/---

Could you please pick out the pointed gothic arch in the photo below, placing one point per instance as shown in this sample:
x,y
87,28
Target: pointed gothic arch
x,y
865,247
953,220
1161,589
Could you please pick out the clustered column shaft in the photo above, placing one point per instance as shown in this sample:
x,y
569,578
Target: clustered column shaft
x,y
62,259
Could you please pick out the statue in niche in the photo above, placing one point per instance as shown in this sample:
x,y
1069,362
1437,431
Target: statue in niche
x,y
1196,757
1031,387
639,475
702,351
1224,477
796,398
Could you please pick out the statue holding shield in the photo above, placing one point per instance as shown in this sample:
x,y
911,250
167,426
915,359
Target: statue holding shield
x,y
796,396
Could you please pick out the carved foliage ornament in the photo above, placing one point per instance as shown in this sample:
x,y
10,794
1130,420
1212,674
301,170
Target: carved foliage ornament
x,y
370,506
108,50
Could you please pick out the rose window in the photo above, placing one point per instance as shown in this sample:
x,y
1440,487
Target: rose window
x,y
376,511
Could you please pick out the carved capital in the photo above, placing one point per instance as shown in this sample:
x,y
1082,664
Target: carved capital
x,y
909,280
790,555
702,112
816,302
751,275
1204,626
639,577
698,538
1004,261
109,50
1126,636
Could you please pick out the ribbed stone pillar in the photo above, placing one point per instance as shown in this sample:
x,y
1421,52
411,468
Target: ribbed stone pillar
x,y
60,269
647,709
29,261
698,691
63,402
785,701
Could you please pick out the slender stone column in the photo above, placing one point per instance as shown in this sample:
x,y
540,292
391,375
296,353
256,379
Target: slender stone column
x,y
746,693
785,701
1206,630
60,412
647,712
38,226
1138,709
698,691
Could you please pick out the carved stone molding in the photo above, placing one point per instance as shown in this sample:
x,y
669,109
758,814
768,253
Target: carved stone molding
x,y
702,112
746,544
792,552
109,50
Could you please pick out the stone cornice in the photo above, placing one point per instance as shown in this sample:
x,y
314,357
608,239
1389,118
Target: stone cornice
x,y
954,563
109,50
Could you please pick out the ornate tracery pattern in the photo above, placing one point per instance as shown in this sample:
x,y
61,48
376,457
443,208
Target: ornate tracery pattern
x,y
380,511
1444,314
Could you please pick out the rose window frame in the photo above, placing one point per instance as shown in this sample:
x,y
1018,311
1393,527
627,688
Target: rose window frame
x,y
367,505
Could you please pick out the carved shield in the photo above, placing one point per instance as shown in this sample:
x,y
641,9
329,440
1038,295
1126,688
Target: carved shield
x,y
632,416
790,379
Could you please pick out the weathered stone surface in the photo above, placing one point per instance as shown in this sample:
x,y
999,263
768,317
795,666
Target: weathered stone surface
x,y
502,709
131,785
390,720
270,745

\---

Task item: Everything in the material should be repeated exactly as written.

Problem solution:
Could you please pick out the pointed gothic arch in the photo below, placing one point per instance as shown in this sample:
x,y
87,28
Target: pointed gothic arch
x,y
865,247
953,220
1161,589
Could you please pick out the clustered column shaft in the photo above, placing one point per instance as shown in this sample:
x,y
569,578
Target: clustered column shaft
x,y
62,259
Could you please pick out the statue in niche in the photo above, placing one point per instance as shown in this sample:
x,y
1069,362
1437,431
Target: statue in niche
x,y
1196,757
1031,387
639,475
702,351
1224,477
796,398
Could you please pick out the statue holding shield in the photo above, placing one point per instance as shown in this sample:
x,y
911,250
167,426
915,359
Target: statue holding shield
x,y
796,396
Could you please pick out the carved foliage ornament in the photo above, placing one point per instance as shown in this sample:
x,y
10,794
1130,420
1212,674
301,170
Target: carved foliage ornament
x,y
370,506
108,50
Could you please pick out the rose window in the photo above, placing one point per instance as shown in this sample:
x,y
1440,487
Target: rose window
x,y
376,511
Could you please pick out the carved capital in the photo above, placing one point per instance as shown in this sample:
x,y
1082,664
Target: carved capital
x,y
909,280
790,555
702,112
816,302
751,275
1204,626
639,577
698,538
1004,261
109,50
1126,636
Could you please pick out the ribbed stone pillar in the photo above, placing one point per instance as shown in this sample:
x,y
1421,52
411,468
Target: ribbed stone pillar
x,y
60,269
647,709
29,261
698,691
63,402
785,701
Could you please pick out the slender stone column in the photo above, placing one point per instance as shown in this sample:
x,y
540,292
391,375
296,353
256,379
Target: slender stone column
x,y
746,693
785,701
1206,630
60,412
647,712
38,226
1138,709
698,691
Could you please pick out the carved stone molding in the photo above, placing one point per instance as shown in this sample:
x,y
669,109
758,814
768,253
Target: carved stone molding
x,y
702,112
746,544
792,552
109,50
Could you please pick out the stone cornice in the photo above, placing one point per instance as shown in this sample:
x,y
314,357
608,239
1389,118
Target: stone cornice
x,y
954,563
109,50
Could you please pick out the ornate tracery pattern in the photo above, placing one point per instance as shown in this sample:
x,y
61,48
376,457
443,208
Target: ornate tracery pattern
x,y
380,511
1444,314
Could you please pick out the rose window frame in the photo above, placing one point per instance as shown in this sample:
x,y
1018,311
1393,527
627,688
Target: rose window frame
x,y
367,505
Could you please pick out the carved shield in the photo above, placing one point per instance as shown in this sample:
x,y
641,9
329,440
1038,295
1126,688
Target: carved shield
x,y
632,416
790,379
Could you please pick out the weathered stone surface in the photo above, placing one point per instance as shown in this sample:
x,y
999,263
768,317
795,666
Target: weathered stone surface
x,y
502,709
131,785
390,720
270,745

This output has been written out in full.